**Action item:** For the entries that follow, restate word for word the line containing "Could you point at the blue", the line containing "Could you point at the wood", and every line that lies between them.

**Input data:**

• • • • •

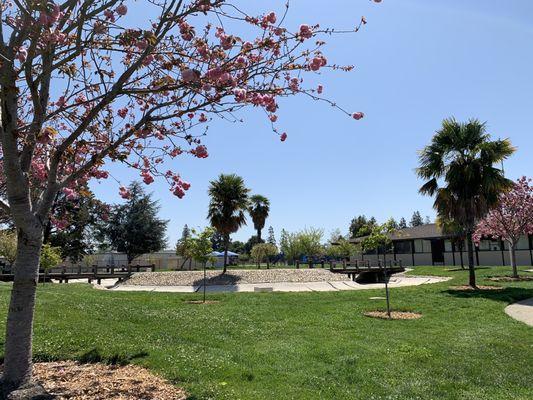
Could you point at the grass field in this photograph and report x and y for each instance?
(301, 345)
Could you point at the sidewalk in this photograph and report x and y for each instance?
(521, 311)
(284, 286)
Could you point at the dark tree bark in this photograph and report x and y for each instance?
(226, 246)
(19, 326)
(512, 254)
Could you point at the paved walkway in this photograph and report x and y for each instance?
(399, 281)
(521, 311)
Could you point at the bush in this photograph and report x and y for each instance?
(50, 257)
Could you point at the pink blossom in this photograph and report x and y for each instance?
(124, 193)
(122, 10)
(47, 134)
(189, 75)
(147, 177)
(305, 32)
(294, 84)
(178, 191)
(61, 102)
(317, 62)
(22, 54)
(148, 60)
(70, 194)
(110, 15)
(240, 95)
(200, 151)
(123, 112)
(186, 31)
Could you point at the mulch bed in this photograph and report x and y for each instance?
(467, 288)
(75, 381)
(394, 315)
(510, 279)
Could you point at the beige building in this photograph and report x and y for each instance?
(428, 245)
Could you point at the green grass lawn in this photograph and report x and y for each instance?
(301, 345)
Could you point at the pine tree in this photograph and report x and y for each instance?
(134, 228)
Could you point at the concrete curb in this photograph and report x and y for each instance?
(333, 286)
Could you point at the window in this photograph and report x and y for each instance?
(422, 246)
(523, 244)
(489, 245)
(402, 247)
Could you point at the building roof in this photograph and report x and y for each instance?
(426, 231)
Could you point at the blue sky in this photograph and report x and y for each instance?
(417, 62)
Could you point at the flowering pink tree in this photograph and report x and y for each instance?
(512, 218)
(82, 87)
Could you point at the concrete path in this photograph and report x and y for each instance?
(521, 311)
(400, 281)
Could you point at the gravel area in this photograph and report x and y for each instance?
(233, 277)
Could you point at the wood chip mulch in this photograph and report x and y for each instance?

• • • • •

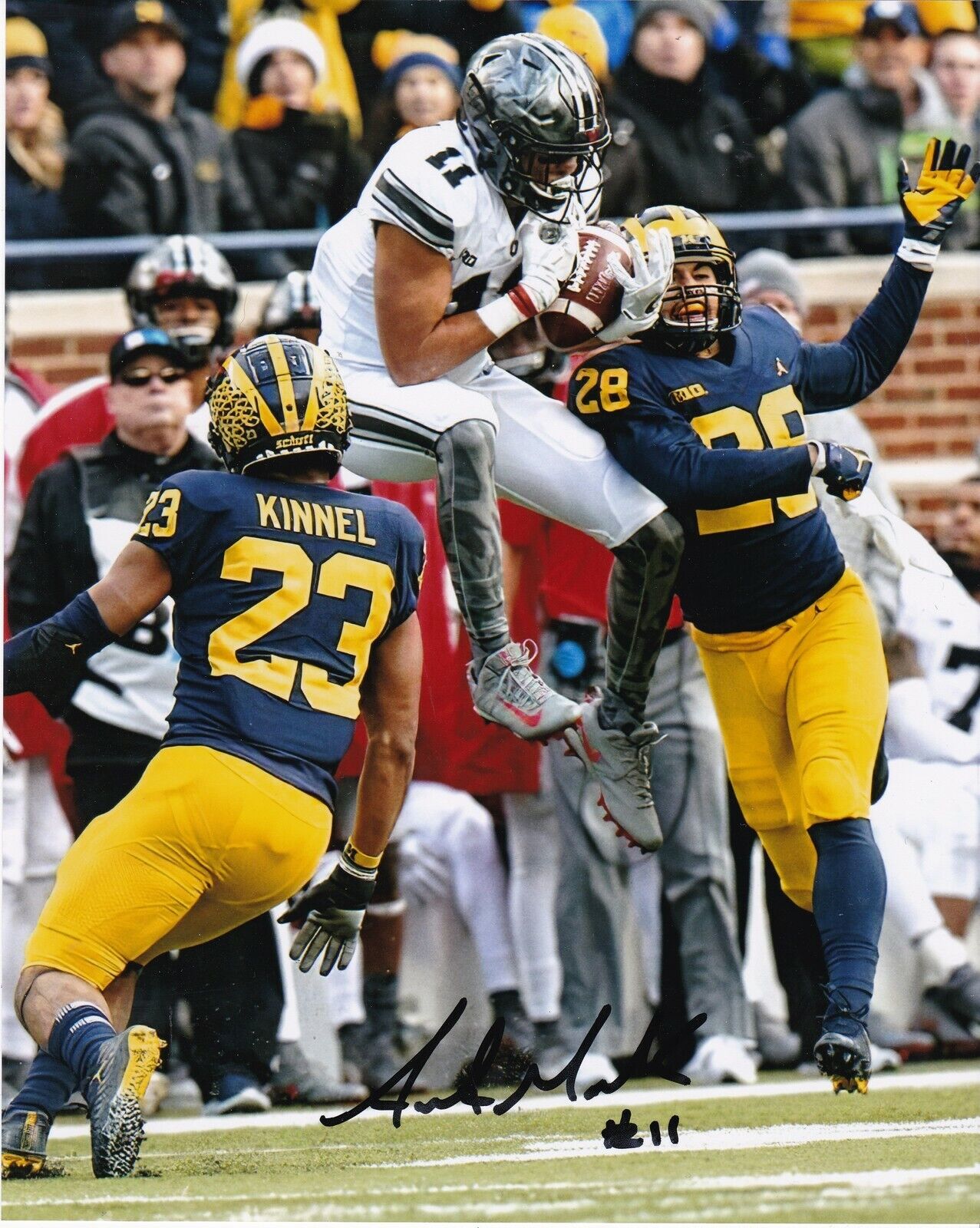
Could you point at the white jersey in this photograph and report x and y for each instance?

• • • • •

**Exercise output:**
Could you point at the blue sky in this photograph and report x and y for each instance?
(417, 62)
Could you point at the flowering pink tree in this photograph and report x and y for each instance?
(512, 218)
(82, 87)
Could you point at the concrete path in this photograph and report x and y for each instance?
(521, 311)
(400, 281)
Could you point at the gravel area in this photograph and report x and y for each instance?
(233, 277)
Could you point at the wood chip mulch in this photograph and report x and y for each instance?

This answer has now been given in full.